(begin)

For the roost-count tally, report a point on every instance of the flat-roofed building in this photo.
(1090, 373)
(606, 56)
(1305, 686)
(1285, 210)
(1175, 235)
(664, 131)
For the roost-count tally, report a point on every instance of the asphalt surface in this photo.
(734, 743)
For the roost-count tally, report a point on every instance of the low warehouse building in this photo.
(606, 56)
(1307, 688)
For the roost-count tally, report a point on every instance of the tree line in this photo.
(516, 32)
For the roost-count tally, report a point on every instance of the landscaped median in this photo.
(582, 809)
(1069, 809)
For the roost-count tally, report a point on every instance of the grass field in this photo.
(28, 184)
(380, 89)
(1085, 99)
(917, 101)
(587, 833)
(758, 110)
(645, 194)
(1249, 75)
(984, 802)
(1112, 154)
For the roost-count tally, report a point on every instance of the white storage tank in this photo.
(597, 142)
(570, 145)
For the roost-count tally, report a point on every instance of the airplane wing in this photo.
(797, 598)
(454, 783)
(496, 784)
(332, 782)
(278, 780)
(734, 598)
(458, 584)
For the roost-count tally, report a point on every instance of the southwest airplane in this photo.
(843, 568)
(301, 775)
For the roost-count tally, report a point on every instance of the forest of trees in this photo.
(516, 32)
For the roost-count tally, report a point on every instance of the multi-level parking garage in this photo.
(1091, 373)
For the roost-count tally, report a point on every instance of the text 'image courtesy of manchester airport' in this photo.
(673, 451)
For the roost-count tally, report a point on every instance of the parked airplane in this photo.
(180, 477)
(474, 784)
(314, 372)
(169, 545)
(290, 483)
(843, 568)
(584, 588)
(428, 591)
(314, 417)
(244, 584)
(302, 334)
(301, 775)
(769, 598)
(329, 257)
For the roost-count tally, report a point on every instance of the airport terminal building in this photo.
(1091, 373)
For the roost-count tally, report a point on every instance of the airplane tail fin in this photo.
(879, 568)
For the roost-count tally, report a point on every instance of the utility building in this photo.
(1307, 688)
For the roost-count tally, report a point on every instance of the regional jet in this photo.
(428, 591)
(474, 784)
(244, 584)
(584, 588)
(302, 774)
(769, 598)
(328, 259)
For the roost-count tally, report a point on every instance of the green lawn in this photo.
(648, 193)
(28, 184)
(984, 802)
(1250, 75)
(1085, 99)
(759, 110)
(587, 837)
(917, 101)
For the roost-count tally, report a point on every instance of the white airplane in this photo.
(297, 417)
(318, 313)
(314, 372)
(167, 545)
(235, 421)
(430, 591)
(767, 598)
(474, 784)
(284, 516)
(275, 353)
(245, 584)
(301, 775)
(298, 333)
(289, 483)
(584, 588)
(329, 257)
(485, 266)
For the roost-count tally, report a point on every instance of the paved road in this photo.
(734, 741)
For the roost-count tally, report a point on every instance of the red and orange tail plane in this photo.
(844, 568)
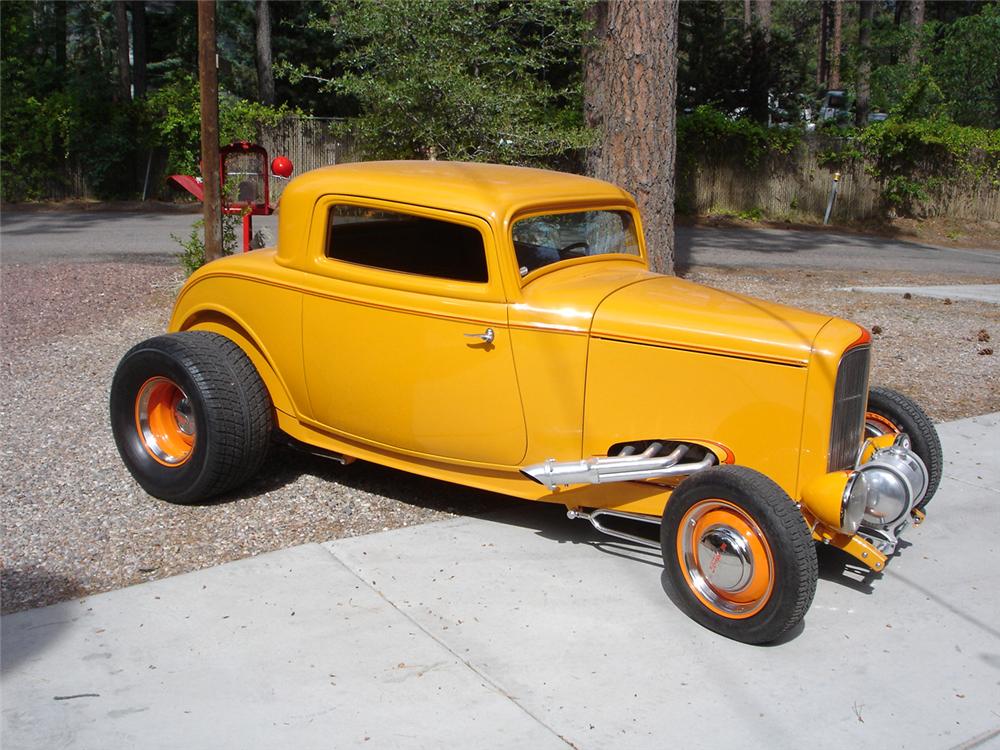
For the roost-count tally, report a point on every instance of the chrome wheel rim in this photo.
(725, 559)
(165, 421)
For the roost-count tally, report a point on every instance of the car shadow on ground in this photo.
(21, 644)
(547, 520)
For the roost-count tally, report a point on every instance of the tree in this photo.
(760, 62)
(838, 18)
(265, 74)
(139, 47)
(866, 10)
(630, 90)
(917, 19)
(451, 79)
(122, 37)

(end)

_WORK REQUIRED_:
Reproduce every item above word for word, leaving out the pictures.

_TASK RESPONSE_:
For the roost-count tally, report a point on every instance of the flat-roofed building in this photo.
(1090, 373)
(606, 56)
(1305, 686)
(1285, 210)
(1175, 235)
(664, 131)
For the roost-count tally, report a point on every instance of the asphalt surface in this photo.
(734, 743)
For the roost-count tally, report a point on every instance of the low warehouse building in this photo.
(606, 56)
(1307, 688)
For the roost-count tally, report a point on every instance of the tree line in this photo.
(516, 32)
For the roost-count tally, report a point on every instance of the landscaped median in this photo.
(582, 809)
(1069, 809)
For the roost-count tally, report a point on every instance of the grass field in this photo.
(28, 184)
(380, 89)
(1085, 99)
(917, 101)
(587, 833)
(758, 110)
(645, 194)
(1249, 75)
(984, 802)
(1112, 154)
For the roost-count tally, report a point on every instance of the white storage tank in this photo.
(597, 142)
(570, 145)
For the roost-count tally, report a point on every instance of the airplane wing in this photo.
(797, 598)
(454, 783)
(496, 784)
(332, 782)
(278, 780)
(734, 598)
(458, 584)
For the roost-count tally, report a point on every instance of the southwest airplane in this photo.
(843, 568)
(301, 775)
For the roost-count tally, report a point on every instance of the forest of trees in this photo.
(516, 32)
For the roost-count tally, report a point on every instance of the multi-level parking garage in this photo.
(1091, 373)
For the roost-count tally, report a point on every instance of the text 'image courtesy of manchester airport' in this photo.
(673, 451)
For the roost-count tally, report a point on every instance of the parked airplane in this photo.
(180, 477)
(474, 784)
(314, 372)
(169, 545)
(290, 483)
(843, 568)
(584, 588)
(428, 591)
(314, 417)
(244, 584)
(302, 334)
(301, 775)
(769, 598)
(329, 257)
For the roost-count tally, report a point on every instance of the airport terminal building in this photo.
(1091, 373)
For the roost-count tally, report a point on every instance of the airplane tail fin in this photo.
(879, 568)
For the roost-count tally, report a point on every instance of the utility building in this photo.
(1307, 688)
For the roost-count tally, report a point on every instance of the regional jet in this photo.
(428, 591)
(474, 784)
(244, 584)
(584, 588)
(302, 774)
(769, 598)
(328, 259)
For the roost-count tally, report a point on every instance of the green lawn in this photo.
(648, 193)
(28, 184)
(984, 802)
(1250, 75)
(1085, 99)
(759, 110)
(587, 837)
(917, 101)
For the roost-count tally, report a point on every instance of the white airplane in this photo.
(297, 417)
(318, 313)
(314, 372)
(167, 545)
(235, 421)
(430, 591)
(767, 598)
(474, 784)
(284, 516)
(275, 353)
(245, 584)
(301, 775)
(298, 333)
(289, 483)
(584, 588)
(329, 257)
(485, 266)
For the roost-count tally, report a point on every instance of the paved road in this photo.
(734, 741)
For the roost-count tally, report a point on every instance of the red and orange tail plane in this photo.
(844, 568)
For the roost-count tally, report a point on every instance of the chrome wheel rim in this photo.
(725, 559)
(165, 421)
For the roost-count tally, report a point on every instance of the car shadow on ground in this photo.
(21, 644)
(547, 520)
For the roost-count tally, report a point on every instance of the tree in this photo.
(760, 62)
(838, 18)
(265, 74)
(139, 47)
(866, 10)
(630, 90)
(917, 19)
(451, 79)
(122, 37)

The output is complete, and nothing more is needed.